= Study text =
I have been extremely guilty of skipping ahead in my work within the field. As an example, I wrote my first AI program in 1992. It was a learning algorithm, and it did learn. A little too well in some areas, but not well enough in others. It overwrote the computer operating system eventually and died. It was a failure, and I have been failing right alongside everyone else working in the field, professional or hobbyist ever since; because I have been jumping right into the cognitive part.

Now I am going to take a step back. Well, 14 billion years worth of steps back. Or 6000 years if you are a "devout believer". This will be the path from the very beginnings, up to the point I meet the robotics goal set out as part of the You Design It project, a hovering robot that learns to fly all on its own. This is my task now, and I am starting at the beginning this time around.

Why I Hate The R/C Industry

Working in hobby level robotics you have limited choices when it comes to parts and supplies specific to the field. Of those parts and supplies available, many are over priced just for being carried by a robotics retailer. As a result, a lot of parts used in robotics come from the Radio Controlled industry. Point-of-fact, many of the manufacturers for robotic parts are long-time companies in the R/C industry; such as Hitec and Futaba.

The R/C industry has been around a heck of a lot longer than the robotics hobby industry, thus offering a much wider range of products and more mature technologies. This is a very good thing for robotic hobbyists, as it not only provides a larger source of miscellaneous parts, but prices tend to be lower as a result of the maturity of the technology and higher level of competition within the field.

= Study questions =
1/ Which two companies does the robotics text name as long-time R/C firms that also make robotic parts?
2/ Please extend the robotics text on hobby parts and the R/C industry by a few paragraphs, picking up after its final sentence.

= Dataset content =
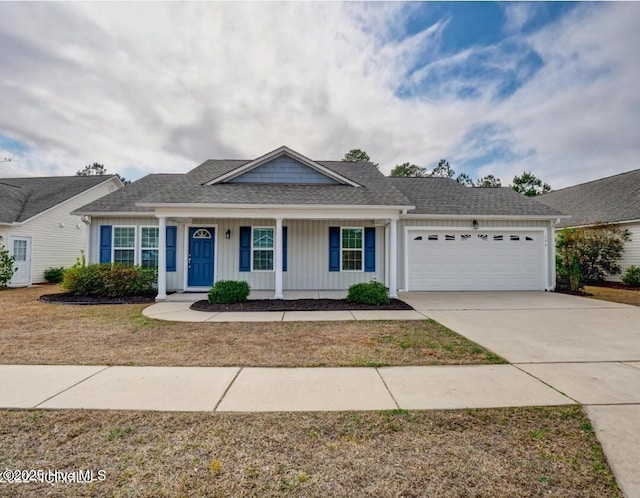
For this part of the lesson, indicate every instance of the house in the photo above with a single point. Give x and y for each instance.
(286, 222)
(611, 200)
(36, 224)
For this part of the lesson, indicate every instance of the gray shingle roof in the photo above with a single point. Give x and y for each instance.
(23, 198)
(612, 199)
(447, 197)
(189, 188)
(124, 200)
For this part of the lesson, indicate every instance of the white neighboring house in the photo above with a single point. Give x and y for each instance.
(285, 222)
(611, 200)
(36, 224)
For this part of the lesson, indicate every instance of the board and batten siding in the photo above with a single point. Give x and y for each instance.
(486, 224)
(307, 252)
(57, 237)
(307, 255)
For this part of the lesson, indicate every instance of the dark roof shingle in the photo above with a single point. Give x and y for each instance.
(24, 198)
(608, 200)
(447, 197)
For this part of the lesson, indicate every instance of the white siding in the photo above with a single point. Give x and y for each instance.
(631, 255)
(57, 236)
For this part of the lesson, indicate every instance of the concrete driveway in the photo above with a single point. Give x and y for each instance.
(587, 349)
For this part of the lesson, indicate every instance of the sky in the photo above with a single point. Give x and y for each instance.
(495, 88)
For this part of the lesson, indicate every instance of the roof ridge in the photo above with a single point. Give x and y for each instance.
(594, 181)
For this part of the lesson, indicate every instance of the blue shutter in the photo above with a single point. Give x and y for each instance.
(171, 247)
(334, 248)
(284, 248)
(245, 248)
(369, 249)
(105, 243)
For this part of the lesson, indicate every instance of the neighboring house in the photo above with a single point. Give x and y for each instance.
(612, 200)
(36, 224)
(285, 222)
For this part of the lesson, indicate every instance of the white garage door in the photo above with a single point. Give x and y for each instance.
(486, 260)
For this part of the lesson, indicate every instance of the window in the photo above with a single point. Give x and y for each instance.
(262, 249)
(352, 249)
(149, 243)
(19, 250)
(124, 245)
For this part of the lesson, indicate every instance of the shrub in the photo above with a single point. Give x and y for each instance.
(597, 250)
(105, 280)
(7, 269)
(54, 275)
(229, 292)
(373, 293)
(632, 276)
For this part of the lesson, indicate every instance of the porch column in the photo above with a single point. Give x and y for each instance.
(278, 259)
(162, 259)
(393, 258)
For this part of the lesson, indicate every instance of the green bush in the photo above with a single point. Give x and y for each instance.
(373, 293)
(54, 275)
(7, 268)
(105, 280)
(632, 276)
(229, 292)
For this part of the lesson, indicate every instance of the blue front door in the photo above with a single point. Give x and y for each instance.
(201, 257)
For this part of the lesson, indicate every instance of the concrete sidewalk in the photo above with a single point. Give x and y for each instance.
(181, 312)
(235, 389)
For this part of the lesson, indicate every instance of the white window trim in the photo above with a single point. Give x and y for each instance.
(273, 249)
(361, 270)
(135, 244)
(140, 248)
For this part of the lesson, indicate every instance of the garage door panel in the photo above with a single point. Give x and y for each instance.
(500, 260)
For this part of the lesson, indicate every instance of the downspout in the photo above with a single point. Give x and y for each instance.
(87, 238)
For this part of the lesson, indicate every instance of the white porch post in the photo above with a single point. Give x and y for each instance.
(162, 259)
(386, 255)
(393, 258)
(278, 259)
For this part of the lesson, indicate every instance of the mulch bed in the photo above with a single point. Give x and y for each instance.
(297, 305)
(64, 298)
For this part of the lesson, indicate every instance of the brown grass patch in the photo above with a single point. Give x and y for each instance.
(624, 296)
(40, 333)
(497, 452)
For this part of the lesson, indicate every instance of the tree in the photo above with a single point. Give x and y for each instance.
(529, 185)
(589, 254)
(356, 156)
(488, 181)
(97, 169)
(464, 179)
(408, 169)
(443, 170)
(7, 268)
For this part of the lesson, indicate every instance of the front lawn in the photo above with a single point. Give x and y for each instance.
(496, 452)
(40, 333)
(624, 296)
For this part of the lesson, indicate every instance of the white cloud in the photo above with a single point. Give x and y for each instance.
(159, 87)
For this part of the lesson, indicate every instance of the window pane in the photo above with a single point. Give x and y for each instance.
(263, 260)
(263, 237)
(351, 238)
(149, 237)
(124, 237)
(149, 258)
(19, 250)
(124, 256)
(352, 260)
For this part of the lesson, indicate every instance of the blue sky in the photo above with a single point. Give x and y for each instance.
(496, 88)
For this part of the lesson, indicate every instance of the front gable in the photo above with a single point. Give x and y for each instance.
(283, 166)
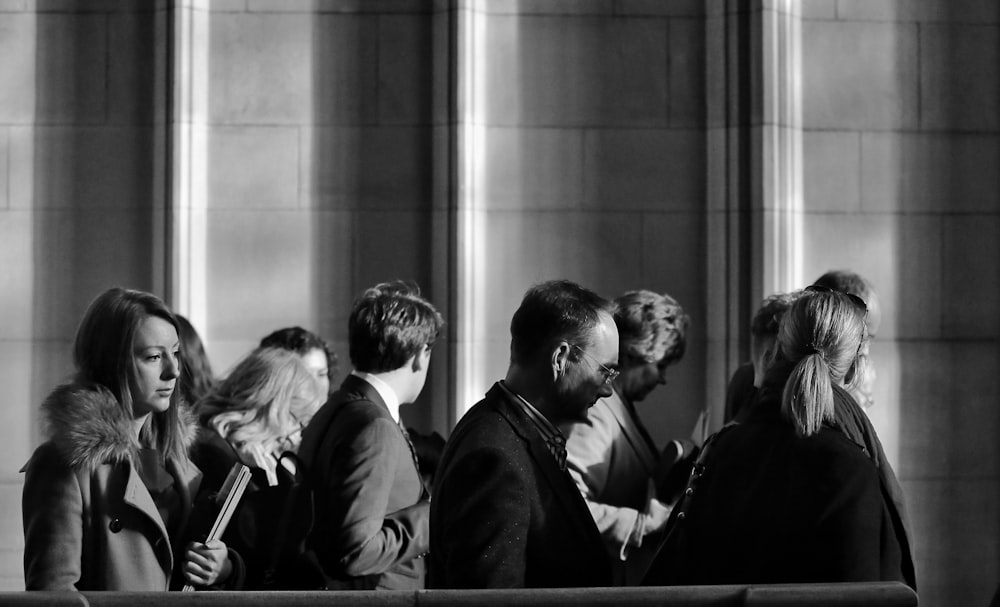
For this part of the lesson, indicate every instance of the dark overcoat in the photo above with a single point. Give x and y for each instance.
(503, 513)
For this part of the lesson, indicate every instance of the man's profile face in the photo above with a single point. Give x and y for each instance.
(583, 381)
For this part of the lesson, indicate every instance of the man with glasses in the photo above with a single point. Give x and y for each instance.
(612, 456)
(505, 511)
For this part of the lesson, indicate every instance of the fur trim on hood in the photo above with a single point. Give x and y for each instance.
(88, 427)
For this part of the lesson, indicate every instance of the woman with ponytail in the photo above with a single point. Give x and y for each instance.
(786, 496)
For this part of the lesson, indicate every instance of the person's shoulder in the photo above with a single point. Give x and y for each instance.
(831, 454)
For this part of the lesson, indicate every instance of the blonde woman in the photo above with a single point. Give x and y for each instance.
(254, 416)
(108, 497)
(785, 496)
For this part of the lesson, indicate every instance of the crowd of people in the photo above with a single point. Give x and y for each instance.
(553, 479)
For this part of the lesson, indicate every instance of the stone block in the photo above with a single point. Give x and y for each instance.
(18, 78)
(16, 373)
(17, 274)
(410, 71)
(645, 169)
(817, 9)
(375, 168)
(260, 263)
(409, 256)
(672, 261)
(904, 172)
(859, 75)
(885, 414)
(561, 71)
(687, 73)
(136, 68)
(12, 569)
(599, 8)
(253, 167)
(952, 11)
(970, 255)
(70, 66)
(960, 77)
(946, 413)
(11, 529)
(338, 243)
(79, 255)
(519, 249)
(831, 171)
(290, 68)
(950, 521)
(64, 167)
(533, 168)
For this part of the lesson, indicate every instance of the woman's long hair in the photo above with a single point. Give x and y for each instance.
(263, 400)
(196, 378)
(820, 334)
(104, 354)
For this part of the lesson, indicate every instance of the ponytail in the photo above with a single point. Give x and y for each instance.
(807, 400)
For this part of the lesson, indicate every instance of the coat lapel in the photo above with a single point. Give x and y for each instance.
(137, 496)
(559, 480)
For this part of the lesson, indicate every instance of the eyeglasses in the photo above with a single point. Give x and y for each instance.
(609, 373)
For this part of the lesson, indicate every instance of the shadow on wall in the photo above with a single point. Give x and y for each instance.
(948, 288)
(91, 173)
(370, 172)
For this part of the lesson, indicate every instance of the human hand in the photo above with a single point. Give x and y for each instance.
(656, 515)
(206, 563)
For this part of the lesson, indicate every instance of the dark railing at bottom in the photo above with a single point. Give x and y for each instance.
(883, 594)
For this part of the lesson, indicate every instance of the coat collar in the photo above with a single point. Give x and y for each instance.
(89, 427)
(562, 484)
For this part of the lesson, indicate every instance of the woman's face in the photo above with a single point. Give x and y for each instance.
(639, 378)
(157, 366)
(315, 361)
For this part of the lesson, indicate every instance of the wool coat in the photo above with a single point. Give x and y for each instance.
(89, 521)
(503, 514)
(614, 465)
(766, 505)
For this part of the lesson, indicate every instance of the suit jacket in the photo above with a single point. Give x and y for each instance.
(371, 515)
(613, 465)
(504, 514)
(89, 521)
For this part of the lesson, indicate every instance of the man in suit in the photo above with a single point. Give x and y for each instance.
(611, 455)
(371, 507)
(505, 511)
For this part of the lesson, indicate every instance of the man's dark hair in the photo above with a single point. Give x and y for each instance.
(766, 321)
(554, 311)
(389, 324)
(301, 341)
(846, 281)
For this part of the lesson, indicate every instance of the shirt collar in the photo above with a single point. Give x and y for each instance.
(384, 390)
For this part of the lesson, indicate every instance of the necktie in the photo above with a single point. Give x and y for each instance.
(557, 447)
(413, 454)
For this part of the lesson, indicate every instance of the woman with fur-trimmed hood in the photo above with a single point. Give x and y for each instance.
(107, 499)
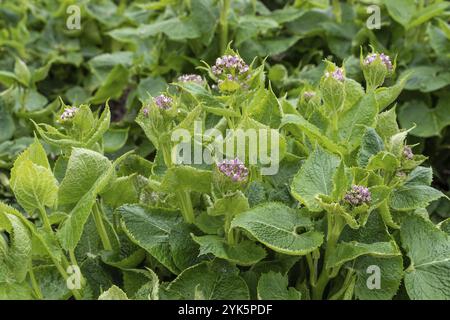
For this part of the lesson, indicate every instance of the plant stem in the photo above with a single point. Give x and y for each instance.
(45, 220)
(334, 228)
(184, 199)
(312, 270)
(347, 282)
(224, 25)
(35, 285)
(55, 261)
(98, 219)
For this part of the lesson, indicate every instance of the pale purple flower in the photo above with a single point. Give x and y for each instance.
(337, 74)
(163, 101)
(358, 195)
(307, 95)
(229, 62)
(384, 58)
(407, 153)
(234, 169)
(68, 113)
(190, 78)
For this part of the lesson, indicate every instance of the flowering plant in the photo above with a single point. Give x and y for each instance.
(347, 196)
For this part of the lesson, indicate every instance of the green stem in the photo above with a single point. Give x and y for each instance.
(224, 25)
(35, 285)
(343, 289)
(184, 199)
(312, 270)
(334, 228)
(55, 261)
(98, 219)
(45, 220)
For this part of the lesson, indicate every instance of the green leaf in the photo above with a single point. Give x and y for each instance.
(113, 293)
(347, 251)
(113, 86)
(371, 144)
(274, 286)
(186, 178)
(413, 196)
(229, 205)
(174, 28)
(287, 232)
(428, 276)
(353, 122)
(52, 284)
(297, 125)
(16, 259)
(401, 11)
(84, 169)
(387, 124)
(6, 123)
(72, 228)
(390, 266)
(387, 95)
(16, 291)
(121, 191)
(245, 253)
(391, 274)
(429, 122)
(114, 139)
(22, 72)
(209, 281)
(265, 108)
(34, 186)
(314, 178)
(383, 160)
(150, 229)
(427, 78)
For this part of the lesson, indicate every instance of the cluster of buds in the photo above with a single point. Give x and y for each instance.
(229, 64)
(407, 153)
(384, 58)
(376, 67)
(308, 95)
(68, 113)
(232, 72)
(234, 169)
(190, 78)
(337, 74)
(163, 102)
(358, 195)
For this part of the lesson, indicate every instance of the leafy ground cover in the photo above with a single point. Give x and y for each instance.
(93, 206)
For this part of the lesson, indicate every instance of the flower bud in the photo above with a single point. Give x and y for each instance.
(358, 195)
(332, 87)
(376, 67)
(232, 73)
(163, 102)
(68, 114)
(407, 153)
(195, 78)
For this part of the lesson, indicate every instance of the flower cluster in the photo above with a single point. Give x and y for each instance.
(234, 169)
(384, 58)
(228, 63)
(68, 113)
(337, 74)
(307, 95)
(190, 78)
(358, 195)
(163, 101)
(407, 153)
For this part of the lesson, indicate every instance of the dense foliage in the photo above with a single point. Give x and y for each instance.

= Responses =
1/ Hitec and Futaba.

2/
The problem I have with the R/C industry is that despite its maturity, standardization is critically lacking. To get an idea of what I mean, we'll use a servo (motor) as an example. Servos come in all sorts of shapes and sizes, ranging from micro-servos to extra large servos; from nylon to metal to karbonite gears; and come in a variety of torque and speed ratings. These are all necessary differences that make one servo better for a given application than another. After all, you wouldn't want to put a lawn mower engine in a Ferrari; different motors for different things. Where things become a problem is that there are at least three (3) different connectors used for standard servos.

Three. And those are the styles I have used, I am sure there are more. No big deal, except when you consider what is needed in the connector to make the servo operate. Every standard servo uses three lines: power, signal and ground. Every connector out there for servos has these three, and only these three lines; but use different connector heads and sometimes different pin orders based purely on the manufacturer. One manufacturer might use the "Hitec" connector with pin order of power, signal, ground; the next a "Futaba" connector with pin order of power, ground, signal. Take a guess what happens if you connect up the servo to your robot wrong... To top it off, documentation really is lacking on the electronic aspects of these pin outs, so often you just have to hope their wire color coding makes sense (did I mention that they all use different wire coloring schemes?).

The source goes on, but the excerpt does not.